**Work instruction:** What is needed is an exact transcription of every record.

*****

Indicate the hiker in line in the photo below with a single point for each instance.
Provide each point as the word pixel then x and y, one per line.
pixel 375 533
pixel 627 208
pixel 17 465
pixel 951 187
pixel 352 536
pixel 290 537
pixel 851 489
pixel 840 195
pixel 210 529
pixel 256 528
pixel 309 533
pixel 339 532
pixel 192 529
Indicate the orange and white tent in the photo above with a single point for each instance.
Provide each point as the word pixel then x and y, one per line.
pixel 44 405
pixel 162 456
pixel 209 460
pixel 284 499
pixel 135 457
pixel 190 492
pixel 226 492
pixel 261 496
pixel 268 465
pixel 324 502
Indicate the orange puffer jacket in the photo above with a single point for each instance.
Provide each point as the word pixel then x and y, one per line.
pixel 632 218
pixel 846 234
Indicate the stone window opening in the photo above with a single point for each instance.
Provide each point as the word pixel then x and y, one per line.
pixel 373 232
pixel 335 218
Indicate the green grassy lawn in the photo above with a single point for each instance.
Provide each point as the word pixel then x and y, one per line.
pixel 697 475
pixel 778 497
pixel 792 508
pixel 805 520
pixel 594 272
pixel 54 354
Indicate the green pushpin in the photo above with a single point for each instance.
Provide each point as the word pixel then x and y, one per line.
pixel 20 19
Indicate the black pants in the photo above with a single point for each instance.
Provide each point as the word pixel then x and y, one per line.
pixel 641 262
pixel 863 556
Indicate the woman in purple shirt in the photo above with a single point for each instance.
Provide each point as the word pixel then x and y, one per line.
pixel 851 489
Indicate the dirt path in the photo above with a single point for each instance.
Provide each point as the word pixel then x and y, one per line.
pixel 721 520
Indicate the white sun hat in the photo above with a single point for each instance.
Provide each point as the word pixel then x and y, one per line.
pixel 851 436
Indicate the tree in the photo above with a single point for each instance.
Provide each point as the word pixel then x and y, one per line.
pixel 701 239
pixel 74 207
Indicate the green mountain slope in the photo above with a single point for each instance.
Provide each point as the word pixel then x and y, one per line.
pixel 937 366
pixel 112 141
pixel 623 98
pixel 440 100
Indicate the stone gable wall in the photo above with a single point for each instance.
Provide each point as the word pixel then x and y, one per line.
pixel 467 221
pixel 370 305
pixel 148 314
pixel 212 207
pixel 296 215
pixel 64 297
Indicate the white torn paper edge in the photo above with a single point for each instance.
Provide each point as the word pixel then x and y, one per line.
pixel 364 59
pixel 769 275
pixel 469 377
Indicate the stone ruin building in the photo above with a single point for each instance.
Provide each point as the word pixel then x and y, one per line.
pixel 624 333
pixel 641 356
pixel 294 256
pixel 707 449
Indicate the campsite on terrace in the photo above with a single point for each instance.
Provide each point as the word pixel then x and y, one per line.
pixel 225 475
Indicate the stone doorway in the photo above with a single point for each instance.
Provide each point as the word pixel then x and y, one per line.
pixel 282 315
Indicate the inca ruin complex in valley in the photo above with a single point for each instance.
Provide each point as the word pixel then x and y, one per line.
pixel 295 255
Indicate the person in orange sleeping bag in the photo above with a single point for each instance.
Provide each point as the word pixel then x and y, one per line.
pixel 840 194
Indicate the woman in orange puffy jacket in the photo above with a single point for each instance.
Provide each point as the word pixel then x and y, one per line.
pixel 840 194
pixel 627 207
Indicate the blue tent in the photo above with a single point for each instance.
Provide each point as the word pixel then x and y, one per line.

*****

**Exercise result:**
Indicate the hiker in line in the photo below with a single point for each instance.
Provide each point as the word pixel then x and y, one per line.
pixel 375 533
pixel 627 208
pixel 17 465
pixel 951 187
pixel 352 536
pixel 290 537
pixel 851 489
pixel 840 195
pixel 210 529
pixel 256 528
pixel 309 533
pixel 339 532
pixel 192 529
Indicate the orange and white tent in the photo above with a single point for each instance.
Provide each point as the word pixel then x and y, one per line.
pixel 44 405
pixel 162 456
pixel 209 460
pixel 284 499
pixel 135 457
pixel 190 492
pixel 226 492
pixel 261 496
pixel 268 465
pixel 324 502
Indicate the orange puffer jacket in the photo above with a single point for each instance.
Provide each point as the word pixel then x and y, one per line.
pixel 632 218
pixel 846 234
Indicate the stone window opening in the photo above with a single point for each instance.
Provide each point as the word pixel then x and y, one per line.
pixel 373 232
pixel 335 218
Indicate the green grassy lawn in the photo above with a single point for each instance.
Provide each point as the word pixel then x and y, one per line.
pixel 697 475
pixel 778 497
pixel 792 508
pixel 805 520
pixel 594 272
pixel 54 354
Indicate the green pushpin in the photo above with a single point for each instance.
Provide each point as the word pixel then x and y, one per line.
pixel 20 19
Indicate the black pants in the photo above with a single point for each instance.
Provide each point as the word pixel then x and y, one per line.
pixel 641 262
pixel 863 556
Indicate the woman in purple shirt in the photo above with a single point for each instance.
Provide each point as the word pixel then x and y, one per line.
pixel 851 489
Indicate the dirt path in the photo above with a single point for each instance.
Provide each point as the word pixel then x and y, one per line.
pixel 721 520
Indicate the white sun hat in the photo above with a single point for each instance.
Provide each point as the word pixel then x and y, one per line.
pixel 851 436
Indicate the tree in the photo above with a single point for each instance.
Provide each point as the word pixel then x and y, one per line.
pixel 701 239
pixel 74 207
Indicate the green mountain slope in the photo above with a single point for each instance.
Provide each point as the word pixel then x and y, one per line.
pixel 937 366
pixel 112 141
pixel 623 98
pixel 440 100
Indicate the stone gable wall in the photo above with a single point for each instance.
Provide each point as the word pixel then x and y, one per line.
pixel 467 221
pixel 370 305
pixel 148 314
pixel 212 207
pixel 296 215
pixel 64 297
Indicate the white torn paper edge in the photo above with a single point for each instance.
Provide each point as the word pixel then x and y, one per line.
pixel 364 59
pixel 769 275
pixel 469 377
Indicate the stone ruin building in the photo above with a single point for each instance.
Provide each point as the word pixel then x and y, one per line.
pixel 624 333
pixel 641 356
pixel 294 256
pixel 707 449
Indicate the campsite on terrace in the photo above with a single point for each instance.
Provide each point as the word pixel then x and y, one per line.
pixel 225 475
Indicate the stone doorway in the photo above with a single point for each instance.
Provide each point as the word pixel then x and y, one per line.
pixel 282 315
Indicate the inca ruin complex in valley in the photo above with a single point for each instance.
Provide each point as the word pixel then x and y, one per line.
pixel 295 255
Indicate the person in orange sleeping bag in the photo above with a single point for each instance.
Provide each point as the word pixel then x and y, one per line.
pixel 840 194
Indicate the woman in orange puffy jacket in the photo above with a single point for each instance.
Provide each point as the word pixel then x and y, one per line.
pixel 840 194
pixel 627 207
Indicate the blue tent in the photo above with a single point for each instance.
Provide each point as the word pixel then x and y, one per line.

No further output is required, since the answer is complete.